▶ [What to work on]:
Present all of the rows below as a numbered list, leaving out any blank lines.

— start of Rows —

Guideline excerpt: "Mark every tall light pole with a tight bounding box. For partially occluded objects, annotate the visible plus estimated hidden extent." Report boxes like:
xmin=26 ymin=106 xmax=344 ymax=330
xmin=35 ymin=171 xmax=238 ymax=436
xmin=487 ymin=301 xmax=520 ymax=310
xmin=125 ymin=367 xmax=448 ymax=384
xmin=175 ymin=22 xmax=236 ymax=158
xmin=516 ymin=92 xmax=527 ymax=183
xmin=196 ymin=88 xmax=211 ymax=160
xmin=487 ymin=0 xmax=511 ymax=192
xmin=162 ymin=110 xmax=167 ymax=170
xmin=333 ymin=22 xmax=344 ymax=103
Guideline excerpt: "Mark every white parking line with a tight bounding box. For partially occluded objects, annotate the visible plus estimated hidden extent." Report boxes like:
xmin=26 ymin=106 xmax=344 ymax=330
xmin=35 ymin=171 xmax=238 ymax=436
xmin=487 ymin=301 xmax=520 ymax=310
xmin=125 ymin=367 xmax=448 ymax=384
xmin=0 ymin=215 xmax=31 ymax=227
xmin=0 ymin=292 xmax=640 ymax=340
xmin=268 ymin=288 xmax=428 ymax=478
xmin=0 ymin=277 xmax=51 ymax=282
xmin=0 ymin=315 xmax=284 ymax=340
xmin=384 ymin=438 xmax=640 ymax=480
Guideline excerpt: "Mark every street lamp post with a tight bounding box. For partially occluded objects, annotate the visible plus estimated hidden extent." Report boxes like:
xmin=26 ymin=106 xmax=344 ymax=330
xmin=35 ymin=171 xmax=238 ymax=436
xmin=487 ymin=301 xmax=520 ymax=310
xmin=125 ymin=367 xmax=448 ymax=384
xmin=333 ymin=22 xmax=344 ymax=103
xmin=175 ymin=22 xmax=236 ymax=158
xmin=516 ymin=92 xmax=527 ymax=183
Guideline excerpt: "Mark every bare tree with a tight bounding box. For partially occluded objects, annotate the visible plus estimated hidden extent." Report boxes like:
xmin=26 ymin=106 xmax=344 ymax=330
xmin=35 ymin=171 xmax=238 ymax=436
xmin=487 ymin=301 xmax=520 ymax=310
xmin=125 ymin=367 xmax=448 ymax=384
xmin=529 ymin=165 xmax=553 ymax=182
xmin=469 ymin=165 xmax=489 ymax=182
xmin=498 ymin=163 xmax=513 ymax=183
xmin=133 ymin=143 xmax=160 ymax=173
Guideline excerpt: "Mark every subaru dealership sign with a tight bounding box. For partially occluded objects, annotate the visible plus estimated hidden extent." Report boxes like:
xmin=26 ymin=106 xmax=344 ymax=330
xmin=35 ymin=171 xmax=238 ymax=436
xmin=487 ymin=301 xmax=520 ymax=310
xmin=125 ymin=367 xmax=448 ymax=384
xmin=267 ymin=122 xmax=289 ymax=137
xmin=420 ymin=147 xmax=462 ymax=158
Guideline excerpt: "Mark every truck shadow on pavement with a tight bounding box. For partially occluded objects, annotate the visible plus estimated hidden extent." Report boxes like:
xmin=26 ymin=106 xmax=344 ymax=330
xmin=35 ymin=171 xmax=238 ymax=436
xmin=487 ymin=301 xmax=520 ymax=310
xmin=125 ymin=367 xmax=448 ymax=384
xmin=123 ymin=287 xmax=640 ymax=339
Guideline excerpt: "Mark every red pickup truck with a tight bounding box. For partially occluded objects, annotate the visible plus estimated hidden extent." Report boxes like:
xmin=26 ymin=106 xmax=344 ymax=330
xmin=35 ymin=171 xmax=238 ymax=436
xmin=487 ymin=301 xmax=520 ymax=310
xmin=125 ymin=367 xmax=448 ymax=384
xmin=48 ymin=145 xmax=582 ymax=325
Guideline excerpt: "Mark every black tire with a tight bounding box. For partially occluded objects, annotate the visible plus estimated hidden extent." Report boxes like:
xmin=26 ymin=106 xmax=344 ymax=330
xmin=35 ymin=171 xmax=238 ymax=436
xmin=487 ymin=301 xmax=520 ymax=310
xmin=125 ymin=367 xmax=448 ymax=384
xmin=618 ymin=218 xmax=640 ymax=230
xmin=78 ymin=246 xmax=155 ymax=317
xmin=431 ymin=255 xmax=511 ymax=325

— end of Rows —

▶ [Exercise result]:
1. Guideline excerpt: "Mark every tall light pole with a tight bounding box. For partially occluded objects, annotate the visible plus estimated hidden extent." Report boxes like:
2. xmin=26 ymin=106 xmax=344 ymax=330
3. xmin=35 ymin=171 xmax=238 ymax=436
4. xmin=487 ymin=301 xmax=520 ymax=310
5. xmin=125 ymin=367 xmax=448 ymax=384
6. xmin=175 ymin=22 xmax=236 ymax=158
7. xmin=516 ymin=92 xmax=527 ymax=183
8. xmin=196 ymin=88 xmax=211 ymax=160
9. xmin=487 ymin=0 xmax=511 ymax=192
10. xmin=162 ymin=110 xmax=167 ymax=170
11. xmin=333 ymin=22 xmax=344 ymax=103
12. Guideline excerpt: "Mark every white parking line with a tight bounding box. For partially occluded objects, annotate the visible plus estimated hidden extent." Report boxes like:
13. xmin=26 ymin=106 xmax=344 ymax=330
14. xmin=35 ymin=171 xmax=238 ymax=436
15. xmin=487 ymin=301 xmax=520 ymax=310
16. xmin=125 ymin=367 xmax=448 ymax=384
17. xmin=0 ymin=215 xmax=31 ymax=227
18. xmin=0 ymin=292 xmax=640 ymax=340
19. xmin=268 ymin=288 xmax=428 ymax=478
20. xmin=0 ymin=277 xmax=51 ymax=282
21. xmin=0 ymin=315 xmax=284 ymax=340
22. xmin=384 ymin=438 xmax=640 ymax=480
23. Guideline excerpt: "Mark every street lamp post with a tight bounding box. For partially occluded objects, annotate the visible plus estimated hidden extent." Report boxes like:
24. xmin=26 ymin=106 xmax=344 ymax=330
25. xmin=35 ymin=171 xmax=238 ymax=436
26. xmin=487 ymin=301 xmax=520 ymax=310
27. xmin=125 ymin=367 xmax=448 ymax=384
28. xmin=333 ymin=22 xmax=344 ymax=103
29. xmin=175 ymin=22 xmax=236 ymax=158
30. xmin=516 ymin=92 xmax=527 ymax=183
31. Guideline excerpt: "Mark every bare tree with a tight bounding box. For partially occluded objects, annotate the visible plus estimated hidden extent." Report boxes like:
32. xmin=26 ymin=106 xmax=344 ymax=330
33. xmin=35 ymin=171 xmax=238 ymax=436
34. xmin=487 ymin=301 xmax=520 ymax=310
35. xmin=125 ymin=367 xmax=448 ymax=384
36. xmin=529 ymin=165 xmax=553 ymax=182
37. xmin=469 ymin=165 xmax=489 ymax=182
38. xmin=498 ymin=163 xmax=513 ymax=183
39. xmin=133 ymin=143 xmax=160 ymax=173
40. Guideline excerpt: "Mark every subaru dealership sign with a tight bounding box. For partially occluded objects, annotate the visible plus estimated hidden extent." Report boxes like:
41. xmin=26 ymin=106 xmax=344 ymax=330
42. xmin=35 ymin=171 xmax=238 ymax=436
43. xmin=487 ymin=301 xmax=520 ymax=310
44. xmin=125 ymin=367 xmax=448 ymax=384
45. xmin=267 ymin=122 xmax=289 ymax=137
46. xmin=420 ymin=147 xmax=462 ymax=158
47. Guideline excerpt: "Mark every truck shadow on pavement with a tight bounding box. For partially occluded objects, annotate the visible plus estimated hidden extent." Report boxes like:
48. xmin=26 ymin=106 xmax=344 ymax=330
49. xmin=35 ymin=171 xmax=238 ymax=436
50. xmin=487 ymin=301 xmax=520 ymax=310
51. xmin=125 ymin=367 xmax=448 ymax=384
52. xmin=123 ymin=287 xmax=640 ymax=339
53. Guideline excerpt: "Mark every red pickup truck with a tight bounding box. For partially occluded objects, annotate the visible plus estimated hidden extent." Report boxes like:
54. xmin=26 ymin=106 xmax=344 ymax=330
55. xmin=35 ymin=171 xmax=238 ymax=436
56. xmin=487 ymin=301 xmax=520 ymax=310
57. xmin=125 ymin=367 xmax=448 ymax=384
58. xmin=48 ymin=145 xmax=582 ymax=325
59. Guideline excerpt: "Mark every black tire with a tight bounding box. For partially occluded objects, annotate the visible plus estimated hidden extent." Report boxes like:
60. xmin=26 ymin=106 xmax=344 ymax=330
61. xmin=35 ymin=171 xmax=238 ymax=436
62. xmin=487 ymin=301 xmax=520 ymax=310
63. xmin=125 ymin=367 xmax=448 ymax=384
64. xmin=618 ymin=218 xmax=640 ymax=230
65. xmin=78 ymin=246 xmax=155 ymax=317
66. xmin=431 ymin=255 xmax=511 ymax=325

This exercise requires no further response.